■ Aufgabenstellung: Formatiere sämtliche Zeilen der folgenden Einträge als Markdown-Tabelle mit den Spalten „Nr.“ für die fortlaufende Zeilennummer und „Zeile“ für den Wortlaut, wobei Leerzeilen wegfallen. Die Bilder werden in die Antwort nicht übernommen.
══ Eingabe ══
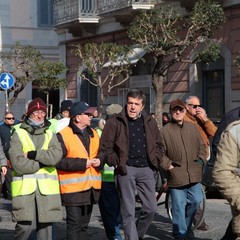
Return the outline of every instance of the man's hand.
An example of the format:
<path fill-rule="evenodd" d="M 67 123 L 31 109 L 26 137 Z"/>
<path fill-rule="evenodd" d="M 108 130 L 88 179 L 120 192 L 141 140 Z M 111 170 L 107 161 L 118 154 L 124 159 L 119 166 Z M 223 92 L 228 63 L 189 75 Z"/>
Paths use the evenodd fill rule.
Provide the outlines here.
<path fill-rule="evenodd" d="M 99 167 L 100 166 L 100 159 L 99 158 L 94 158 L 91 161 L 92 161 L 92 166 L 93 167 Z"/>
<path fill-rule="evenodd" d="M 174 166 L 171 164 L 171 166 L 169 167 L 168 170 L 171 170 L 171 169 L 173 169 L 173 168 L 174 168 Z"/>
<path fill-rule="evenodd" d="M 7 167 L 2 167 L 2 174 L 5 176 L 7 174 Z"/>
<path fill-rule="evenodd" d="M 198 107 L 196 113 L 197 113 L 196 117 L 199 118 L 201 121 L 206 122 L 208 120 L 204 108 Z"/>

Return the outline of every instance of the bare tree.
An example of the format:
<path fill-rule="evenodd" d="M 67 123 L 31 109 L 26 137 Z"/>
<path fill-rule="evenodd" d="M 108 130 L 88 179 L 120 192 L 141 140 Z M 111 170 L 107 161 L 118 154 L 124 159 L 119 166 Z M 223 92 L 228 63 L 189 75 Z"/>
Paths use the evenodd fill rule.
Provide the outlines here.
<path fill-rule="evenodd" d="M 212 41 L 214 33 L 224 22 L 222 7 L 212 0 L 201 0 L 191 11 L 180 14 L 171 5 L 161 4 L 143 11 L 132 22 L 128 35 L 153 57 L 152 85 L 155 91 L 155 116 L 162 126 L 163 80 L 170 67 L 178 62 L 215 61 L 219 44 Z M 202 47 L 199 48 L 199 45 Z M 190 60 L 189 49 L 201 49 Z"/>
<path fill-rule="evenodd" d="M 76 55 L 80 58 L 85 71 L 79 72 L 83 80 L 98 87 L 99 109 L 109 93 L 128 80 L 130 76 L 130 48 L 116 43 L 87 43 L 78 45 Z"/>

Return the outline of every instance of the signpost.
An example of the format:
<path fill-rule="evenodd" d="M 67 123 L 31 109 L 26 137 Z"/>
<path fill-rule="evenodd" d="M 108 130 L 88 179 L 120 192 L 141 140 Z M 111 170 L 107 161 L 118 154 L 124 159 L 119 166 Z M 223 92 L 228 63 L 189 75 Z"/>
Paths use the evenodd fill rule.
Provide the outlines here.
<path fill-rule="evenodd" d="M 0 76 L 0 87 L 5 90 L 6 112 L 9 111 L 7 90 L 13 87 L 15 78 L 10 73 L 2 73 Z"/>

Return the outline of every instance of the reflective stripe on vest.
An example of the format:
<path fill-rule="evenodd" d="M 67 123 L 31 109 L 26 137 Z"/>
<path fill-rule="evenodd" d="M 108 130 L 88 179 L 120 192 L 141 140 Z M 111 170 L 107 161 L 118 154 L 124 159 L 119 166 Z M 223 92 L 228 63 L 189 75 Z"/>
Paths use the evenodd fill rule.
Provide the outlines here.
═══
■ Lösung:
| Nr. | Zeile |
|---|---|
| 1 | Return the outline of every instance of the man's hand. |
| 2 | An example of the format: |
| 3 | <path fill-rule="evenodd" d="M 67 123 L 31 109 L 26 137 Z"/> |
| 4 | <path fill-rule="evenodd" d="M 108 130 L 88 179 L 120 192 L 141 140 Z M 111 170 L 107 161 L 118 154 L 124 159 L 119 166 Z M 223 92 L 228 63 L 189 75 Z"/> |
| 5 | Paths use the evenodd fill rule. |
| 6 | Provide the outlines here. |
| 7 | <path fill-rule="evenodd" d="M 99 167 L 100 166 L 100 159 L 99 158 L 94 158 L 91 161 L 92 161 L 92 166 L 93 167 Z"/> |
| 8 | <path fill-rule="evenodd" d="M 174 166 L 171 164 L 171 166 L 169 167 L 168 170 L 171 170 L 171 169 L 173 169 L 173 168 L 174 168 Z"/> |
| 9 | <path fill-rule="evenodd" d="M 7 167 L 2 167 L 2 174 L 5 176 L 7 174 Z"/> |
| 10 | <path fill-rule="evenodd" d="M 198 107 L 196 113 L 197 113 L 196 117 L 199 118 L 201 121 L 206 122 L 208 120 L 204 108 Z"/> |
| 11 | Return the outline of every instance of the bare tree. |
| 12 | An example of the format: |
| 13 | <path fill-rule="evenodd" d="M 67 123 L 31 109 L 26 137 Z"/> |
| 14 | <path fill-rule="evenodd" d="M 108 130 L 88 179 L 120 192 L 141 140 Z M 111 170 L 107 161 L 118 154 L 124 159 L 119 166 Z M 223 92 L 228 63 L 189 75 Z"/> |
| 15 | Paths use the evenodd fill rule. |
| 16 | Provide the outlines here. |
| 17 | <path fill-rule="evenodd" d="M 212 41 L 214 33 L 224 22 L 222 7 L 212 0 L 201 0 L 191 11 L 180 14 L 171 5 L 161 4 L 143 11 L 132 22 L 128 35 L 153 57 L 152 85 L 155 91 L 155 116 L 162 126 L 163 80 L 170 67 L 178 62 L 215 61 L 219 44 Z M 202 47 L 199 48 L 199 45 Z M 190 60 L 189 49 L 201 49 Z"/> |
| 18 | <path fill-rule="evenodd" d="M 76 55 L 80 58 L 85 71 L 79 72 L 83 80 L 98 87 L 99 109 L 109 93 L 128 80 L 130 76 L 130 48 L 116 43 L 87 43 L 78 45 Z"/> |
| 19 | Return the outline of every instance of the signpost. |
| 20 | An example of the format: |
| 21 | <path fill-rule="evenodd" d="M 67 123 L 31 109 L 26 137 Z"/> |
| 22 | <path fill-rule="evenodd" d="M 108 130 L 88 179 L 120 192 L 141 140 Z M 111 170 L 107 161 L 118 154 L 124 159 L 119 166 Z M 223 92 L 228 63 L 189 75 Z"/> |
| 23 | Paths use the evenodd fill rule. |
| 24 | Provide the outlines here. |
| 25 | <path fill-rule="evenodd" d="M 0 76 L 0 87 L 5 90 L 6 112 L 9 111 L 7 90 L 13 87 L 15 78 L 10 73 L 2 73 Z"/> |
| 26 | Return the outline of every instance of the reflective stripe on vest. |
| 27 | An example of the format: |
| 28 | <path fill-rule="evenodd" d="M 67 123 L 31 109 L 26 137 Z"/> |
| 29 | <path fill-rule="evenodd" d="M 108 130 L 88 179 L 120 192 L 141 140 Z M 111 170 L 107 161 L 118 154 L 124 159 L 119 166 Z M 223 92 L 228 63 L 189 75 Z"/> |
| 30 | Paths use the evenodd fill rule. |
| 31 | Provide the outlines here. |